Embarking as a solo female traveler can seem terribly intimidating. People will immediately question whether it’s safe, smart, or straight up a good idea to embark on a trip alone. Hell, we didn’t even travel alone, we had each other for 15 months and constantly had friends with us, and people still questioned whether or not we should go.
Returning home from a long backpacking trip, people ask, “was there ever a moment where you felt unsafe?” The answer is a resounding, “No.”
The truth is that the world is not as scary a place as many would have you believe. If you plan appropriately and take the standard precautions you’d take in any situation at home, things will likely shake out just fine.
Here’s why you shouldn’t be afraid:
You will rarely be completely alone. The backpacking community revolves around hostels, cheap bars, and budget travel options. When it comes to bunk rooms, crowded bar crawls, and cheap bus tickets, you’re never going to be far from your fellow, friendly backpackers. There are many resources set up globally to help you out, never be afraid to take advantage of them! Ask your bunk mate for advice, ask your hostel about what places to visit and which to avoid, read blog posts and educate yourself about your surroundings - your options are unlimited.

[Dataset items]
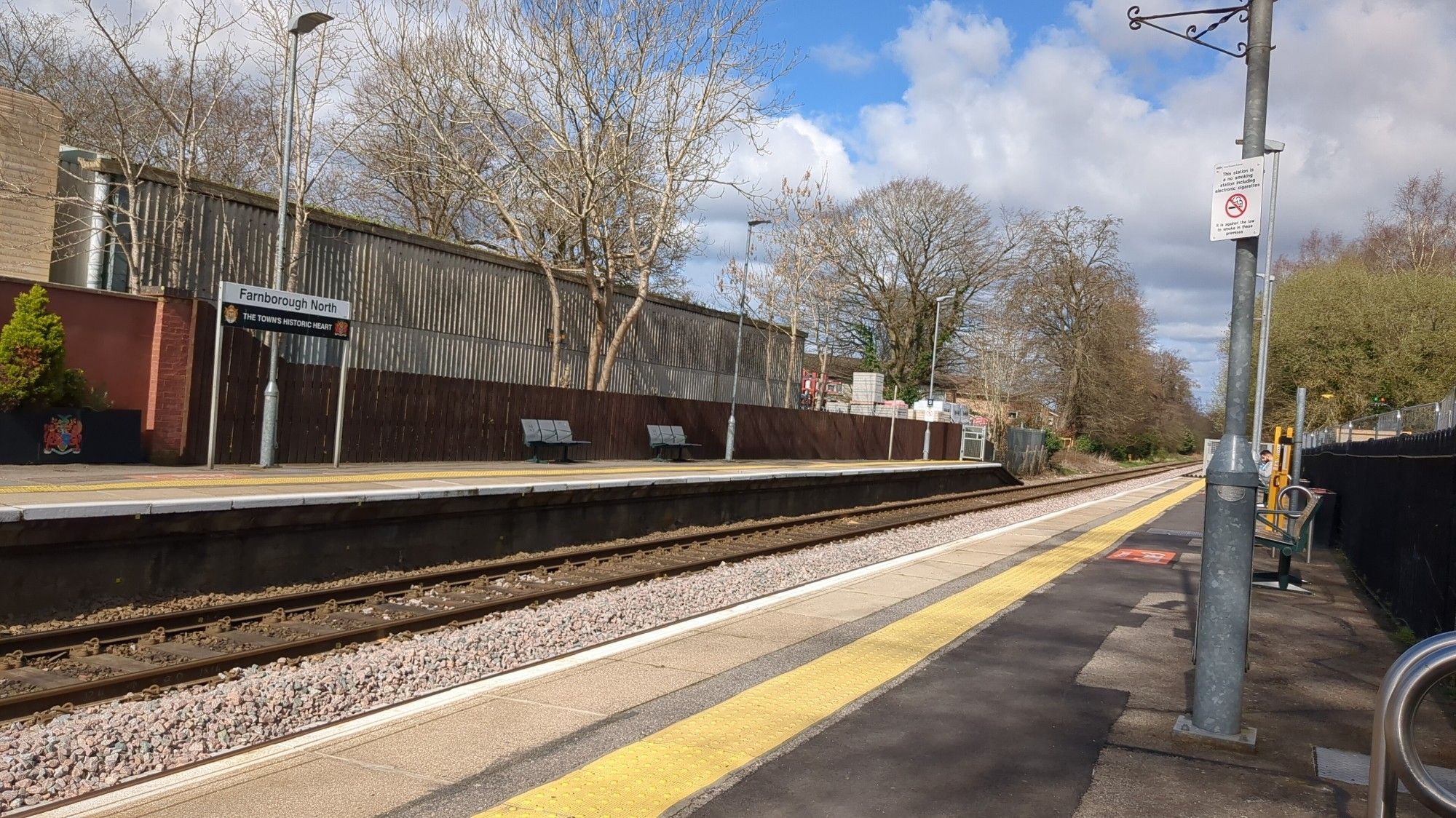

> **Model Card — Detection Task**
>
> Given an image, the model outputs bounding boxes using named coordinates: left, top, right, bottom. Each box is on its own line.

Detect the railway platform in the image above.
left=0, top=460, right=1018, bottom=623
left=31, top=477, right=1456, bottom=818
left=0, top=460, right=1002, bottom=523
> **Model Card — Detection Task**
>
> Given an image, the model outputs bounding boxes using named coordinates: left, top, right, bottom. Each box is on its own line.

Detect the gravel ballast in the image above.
left=0, top=473, right=1172, bottom=815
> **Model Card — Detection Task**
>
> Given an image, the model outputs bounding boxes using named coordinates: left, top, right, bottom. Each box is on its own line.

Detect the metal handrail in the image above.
left=1366, top=632, right=1456, bottom=818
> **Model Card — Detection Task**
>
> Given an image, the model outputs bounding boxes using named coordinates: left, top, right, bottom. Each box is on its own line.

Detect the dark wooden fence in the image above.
left=185, top=304, right=961, bottom=463
left=1303, top=429, right=1456, bottom=636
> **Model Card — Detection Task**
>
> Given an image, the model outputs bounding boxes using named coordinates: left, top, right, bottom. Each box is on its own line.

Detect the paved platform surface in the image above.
left=55, top=479, right=1456, bottom=818
left=0, top=460, right=1000, bottom=523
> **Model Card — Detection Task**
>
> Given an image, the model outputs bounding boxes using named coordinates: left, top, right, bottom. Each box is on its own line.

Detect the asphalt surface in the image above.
left=693, top=502, right=1203, bottom=818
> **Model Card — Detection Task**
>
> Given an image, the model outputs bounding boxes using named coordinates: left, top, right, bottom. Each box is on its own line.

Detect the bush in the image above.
left=0, top=284, right=66, bottom=410
left=0, top=284, right=109, bottom=412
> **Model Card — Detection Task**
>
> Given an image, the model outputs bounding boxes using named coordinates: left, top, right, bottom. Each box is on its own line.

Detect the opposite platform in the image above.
left=0, top=460, right=1015, bottom=523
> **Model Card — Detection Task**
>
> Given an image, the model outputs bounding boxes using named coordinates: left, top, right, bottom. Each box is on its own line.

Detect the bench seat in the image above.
left=521, top=418, right=591, bottom=463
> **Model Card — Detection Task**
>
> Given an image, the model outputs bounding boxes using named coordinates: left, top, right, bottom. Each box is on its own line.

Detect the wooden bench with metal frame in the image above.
left=1254, top=486, right=1322, bottom=591
left=646, top=424, right=703, bottom=463
left=521, top=418, right=591, bottom=463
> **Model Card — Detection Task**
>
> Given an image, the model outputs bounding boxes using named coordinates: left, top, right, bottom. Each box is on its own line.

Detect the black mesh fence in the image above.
left=1005, top=428, right=1047, bottom=474
left=1303, top=429, right=1456, bottom=636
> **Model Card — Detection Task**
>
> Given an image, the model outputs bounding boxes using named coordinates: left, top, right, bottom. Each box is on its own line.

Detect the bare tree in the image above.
left=364, top=0, right=789, bottom=389
left=962, top=310, right=1045, bottom=441
left=249, top=0, right=360, bottom=290
left=1363, top=170, right=1456, bottom=274
left=1009, top=207, right=1142, bottom=434
left=821, top=178, right=1019, bottom=396
left=0, top=0, right=266, bottom=287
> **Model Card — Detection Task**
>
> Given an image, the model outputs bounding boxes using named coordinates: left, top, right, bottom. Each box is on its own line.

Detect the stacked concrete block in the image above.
left=0, top=87, right=61, bottom=281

TASK TO CARRY OUT
Transcribe the passage on solo female travel from "Embarking as a" up to and including "we should go.".

WORKED SOLUTION
Embarking as a solo female traveler can seem terribly intimidating. People will immediately question whether it’s safe, smart, or straight up a good idea to embark on a trip alone. Hell, we didn’t even travel alone, we had each other for 15 months and constantly had friends with us, and people still questioned whether or not we should go.